Text passage:
##############################

While placing sex or a lustful relationship within your film or book may be one of the easiest ways to make people want to see or read it, it is not always presented in an idealised way. Stories often need characters to go through hardship, by inserting a love interest and compressing a relationship, eventually leading to a hard break-up, in order to develop and strengthen the characters. This is especially applicable to long-running serial dramas, such as Breaking Bad (giving something for Jesse to lose) or Dexter (as something to fight for). Conversely, episodic television series can benefit from analysing love or at least lust. A perfect example is an episode of Becker in which a side character who is blind after a car accident questioning whether he should stay in a relationship with a blind woman. Works of art such as this force us to look at why we are in relationships, whether it be for aesthetic values, interpersonal understanding or sexual satisfaction. At the episode’s conclusion, the woman breaks up with him after learning that he is blind. Such a subversion of the typical love story should set a precedent for more in-depth observation in other mediums, looking at the ugly part of love rather than the ideal.

Ronn Moss as Ridge Forrester and Katherine Kelly Lang as Brooke Logan in The Bold and the Beautiful
Ronn Moss as Ridge Forrester and Katherine Kelly Lang as Brooke Logan in The Bold and the Beautiful (1987-present)

Perhaps the ugliest form of art concerning love is the soap opera, as it constantly contradicts itself about what love is. Infidelity and secrets are what fuels soap operas and they feed off suffering and heartbreak or the antithesis of love. For example, Brooke Logan from The Bold and the Beautiful has been married 13 times, even having a baby with her daughter’s husband. Therefore, it often shows love at its most realistic (albeit, highly exaggerated and dramatized), yet, no matter how much infidelity people have endured they still believe in fateful love. The central couple of Brooke Logan and Ridge Forrester from The Bold and the Beautiful, for example, have been married 7 times, still protesting that they were ‘meant to be together’. While soap operas are unrealistic in their over-the-top presentation and acting, they set a precedent for more toned-down presentations of the devastating consequences of love which are inevitable, rather than the perfect soppiness of romantic art.

##############################

Task requirements:
1/ According to the passage on love in drama, how many times has Brooke Logan been married?
2/ Translate this sentence from the passage on love in drama into Spanish: "Works of art such as this force us to look at why we are in relationships, whether it be for aesthetic values, interpersonal understanding or sexual satisfaction."
3/ Write the paragraph that comes next in the passage on love in drama, picking up after its final sentence.
These lines come from a separate source.

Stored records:
##############################

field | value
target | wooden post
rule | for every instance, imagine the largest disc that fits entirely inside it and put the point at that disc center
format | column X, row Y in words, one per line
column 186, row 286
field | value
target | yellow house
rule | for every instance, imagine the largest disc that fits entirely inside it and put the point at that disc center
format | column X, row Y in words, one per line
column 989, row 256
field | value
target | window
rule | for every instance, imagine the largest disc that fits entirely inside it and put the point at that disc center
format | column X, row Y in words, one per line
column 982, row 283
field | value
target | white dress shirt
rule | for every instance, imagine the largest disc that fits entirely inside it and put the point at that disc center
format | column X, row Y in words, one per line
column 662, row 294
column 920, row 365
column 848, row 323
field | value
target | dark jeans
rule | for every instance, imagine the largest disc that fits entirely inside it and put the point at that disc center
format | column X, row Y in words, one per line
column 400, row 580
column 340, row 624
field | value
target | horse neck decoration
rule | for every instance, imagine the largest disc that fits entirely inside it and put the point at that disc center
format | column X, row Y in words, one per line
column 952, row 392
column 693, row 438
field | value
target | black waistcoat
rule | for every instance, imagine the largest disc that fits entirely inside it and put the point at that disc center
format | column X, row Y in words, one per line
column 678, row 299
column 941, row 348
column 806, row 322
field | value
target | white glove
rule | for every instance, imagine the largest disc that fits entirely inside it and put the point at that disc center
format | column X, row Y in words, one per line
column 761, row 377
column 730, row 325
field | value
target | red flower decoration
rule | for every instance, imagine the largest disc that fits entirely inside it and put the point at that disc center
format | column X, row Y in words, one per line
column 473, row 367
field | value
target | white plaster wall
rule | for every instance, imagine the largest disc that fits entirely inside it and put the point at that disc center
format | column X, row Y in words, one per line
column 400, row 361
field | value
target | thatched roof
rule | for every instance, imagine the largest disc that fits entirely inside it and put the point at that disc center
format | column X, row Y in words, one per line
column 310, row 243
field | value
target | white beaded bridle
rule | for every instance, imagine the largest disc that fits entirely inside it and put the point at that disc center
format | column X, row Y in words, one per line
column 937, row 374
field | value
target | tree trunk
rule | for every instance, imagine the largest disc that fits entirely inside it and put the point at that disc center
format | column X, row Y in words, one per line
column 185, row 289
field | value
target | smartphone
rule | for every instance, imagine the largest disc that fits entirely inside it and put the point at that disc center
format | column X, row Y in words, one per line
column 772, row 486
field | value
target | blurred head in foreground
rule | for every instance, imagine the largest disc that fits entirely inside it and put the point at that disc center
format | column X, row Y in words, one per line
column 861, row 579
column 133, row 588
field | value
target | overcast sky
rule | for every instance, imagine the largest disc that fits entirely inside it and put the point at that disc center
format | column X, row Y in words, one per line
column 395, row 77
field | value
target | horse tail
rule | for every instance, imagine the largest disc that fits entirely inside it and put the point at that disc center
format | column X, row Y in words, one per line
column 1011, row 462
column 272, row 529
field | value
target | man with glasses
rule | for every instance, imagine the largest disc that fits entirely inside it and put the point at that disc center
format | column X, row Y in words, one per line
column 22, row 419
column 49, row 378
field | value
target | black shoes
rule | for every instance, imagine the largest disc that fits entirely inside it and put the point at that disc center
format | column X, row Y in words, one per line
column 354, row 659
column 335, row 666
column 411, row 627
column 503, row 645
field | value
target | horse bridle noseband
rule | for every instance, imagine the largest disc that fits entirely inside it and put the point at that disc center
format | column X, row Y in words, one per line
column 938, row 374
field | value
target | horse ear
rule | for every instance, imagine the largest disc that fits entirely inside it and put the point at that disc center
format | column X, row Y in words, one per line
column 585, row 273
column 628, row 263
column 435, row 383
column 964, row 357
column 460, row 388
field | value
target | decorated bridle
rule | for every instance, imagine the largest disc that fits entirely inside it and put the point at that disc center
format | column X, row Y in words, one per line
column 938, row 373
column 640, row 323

##############################

Responses:
1/ Thirteen times.

2/ Obras de arte como esta nos obligan a examinar por qué estamos en relaciones, ya sea por valores estéticos, comprensión interpersonal o satisfacción sexual.

3/
Art, at its purest, is the depiction of the ideal, as it aims to aesthetically please via the depiction of beauty. As art has been commercialised, this ideal has only been subject to more and more hyperbole. Love is also an ideal, and thus visual, aural, oral, written word or representations of other kinds of love have been attempted throughout the ages. However, as one’s idea of ‘love’ is constantly subject to change by one’s culture, experiences or other beliefs, artistic representation is instantly obsolete after its publication or release. Love or the widely held belief in ‘the one’ is only sustained by films and television shows. Yet, without it, perhaps, the world would descend into a chaotic world dependent on promiscuity. Whether one believes in ‘true love’ or not, the institutions of marriage, relationships and romantic love are too embedded in Western culture to be instantly eradicated. However, with the times of Whitney Houston being taken over by the likes of Beyoncé and Jason Derulo, it is evident that love has shifted from a romantic to a sexual origin. Therefore, art should try and gradually peter out the concept of love from popular art forms.

Expectations of love created by art rarely meet reality as Tom finds out in (500) Days of Summer (2009)
Expectations of love created by art rarely meet reality as Tom finds out in (500) Days of Summer (2009)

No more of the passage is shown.